◆ Listed entries:

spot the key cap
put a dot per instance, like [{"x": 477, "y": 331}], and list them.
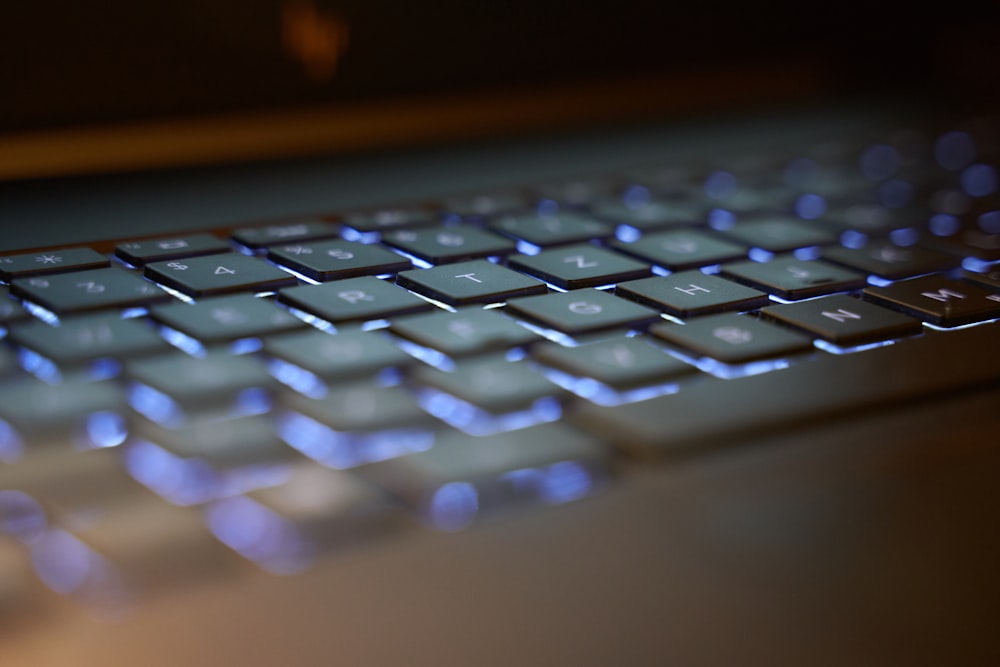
[
  {"x": 50, "y": 261},
  {"x": 733, "y": 339},
  {"x": 138, "y": 253},
  {"x": 780, "y": 234},
  {"x": 286, "y": 527},
  {"x": 938, "y": 300},
  {"x": 463, "y": 283},
  {"x": 790, "y": 278},
  {"x": 653, "y": 215},
  {"x": 171, "y": 388},
  {"x": 334, "y": 260},
  {"x": 219, "y": 274},
  {"x": 258, "y": 238},
  {"x": 449, "y": 243},
  {"x": 85, "y": 338},
  {"x": 556, "y": 229},
  {"x": 844, "y": 320},
  {"x": 227, "y": 318},
  {"x": 580, "y": 312},
  {"x": 10, "y": 309},
  {"x": 341, "y": 356},
  {"x": 84, "y": 291},
  {"x": 354, "y": 299},
  {"x": 717, "y": 412},
  {"x": 682, "y": 249},
  {"x": 460, "y": 478},
  {"x": 493, "y": 384},
  {"x": 890, "y": 261},
  {"x": 72, "y": 413},
  {"x": 691, "y": 293},
  {"x": 580, "y": 265},
  {"x": 465, "y": 332},
  {"x": 620, "y": 363}
]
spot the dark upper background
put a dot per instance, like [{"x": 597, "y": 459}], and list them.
[{"x": 64, "y": 63}]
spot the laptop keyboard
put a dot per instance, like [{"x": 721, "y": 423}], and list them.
[{"x": 174, "y": 407}]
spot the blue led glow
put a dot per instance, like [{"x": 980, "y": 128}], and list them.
[
  {"x": 476, "y": 421},
  {"x": 11, "y": 444},
  {"x": 106, "y": 429},
  {"x": 351, "y": 234},
  {"x": 989, "y": 222},
  {"x": 895, "y": 193},
  {"x": 44, "y": 314},
  {"x": 720, "y": 184},
  {"x": 528, "y": 248},
  {"x": 259, "y": 534},
  {"x": 808, "y": 253},
  {"x": 453, "y": 506},
  {"x": 297, "y": 378},
  {"x": 954, "y": 150},
  {"x": 905, "y": 236},
  {"x": 720, "y": 219},
  {"x": 253, "y": 401},
  {"x": 182, "y": 341},
  {"x": 564, "y": 482},
  {"x": 41, "y": 367},
  {"x": 245, "y": 346},
  {"x": 879, "y": 162},
  {"x": 810, "y": 206},
  {"x": 944, "y": 225},
  {"x": 21, "y": 516},
  {"x": 837, "y": 349},
  {"x": 979, "y": 180},
  {"x": 627, "y": 233},
  {"x": 62, "y": 562},
  {"x": 853, "y": 239},
  {"x": 155, "y": 405},
  {"x": 636, "y": 196}
]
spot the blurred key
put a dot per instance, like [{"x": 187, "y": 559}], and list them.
[
  {"x": 138, "y": 253},
  {"x": 50, "y": 261},
  {"x": 219, "y": 274},
  {"x": 284, "y": 528},
  {"x": 459, "y": 478},
  {"x": 89, "y": 290}
]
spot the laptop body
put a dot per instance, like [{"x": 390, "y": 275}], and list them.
[{"x": 859, "y": 535}]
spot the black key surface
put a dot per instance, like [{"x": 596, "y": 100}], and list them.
[
  {"x": 719, "y": 411},
  {"x": 620, "y": 363},
  {"x": 844, "y": 320},
  {"x": 453, "y": 243},
  {"x": 89, "y": 290},
  {"x": 682, "y": 249},
  {"x": 219, "y": 274},
  {"x": 690, "y": 293},
  {"x": 890, "y": 261},
  {"x": 334, "y": 260},
  {"x": 227, "y": 318},
  {"x": 288, "y": 232},
  {"x": 733, "y": 339},
  {"x": 580, "y": 265},
  {"x": 583, "y": 311},
  {"x": 88, "y": 337},
  {"x": 50, "y": 261},
  {"x": 791, "y": 278},
  {"x": 939, "y": 300},
  {"x": 556, "y": 229},
  {"x": 463, "y": 283},
  {"x": 138, "y": 253},
  {"x": 354, "y": 299},
  {"x": 464, "y": 332}
]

◆ Brief:
In the entries above, the lines from the one bearing "spot the blurred key" up to and including the one bearing "spot the black key surface" should be transcribed exactly; no other line is wanted.

◆ Written answer:
spot the blurred key
put a dot per instance, like [{"x": 187, "y": 559}], and list them.
[
  {"x": 138, "y": 253},
  {"x": 50, "y": 261},
  {"x": 219, "y": 274},
  {"x": 284, "y": 528},
  {"x": 459, "y": 478},
  {"x": 89, "y": 290}
]
spot the laptop body
put a dot per instance, like [{"x": 390, "y": 275}], and list them.
[{"x": 859, "y": 535}]
spot the black key surface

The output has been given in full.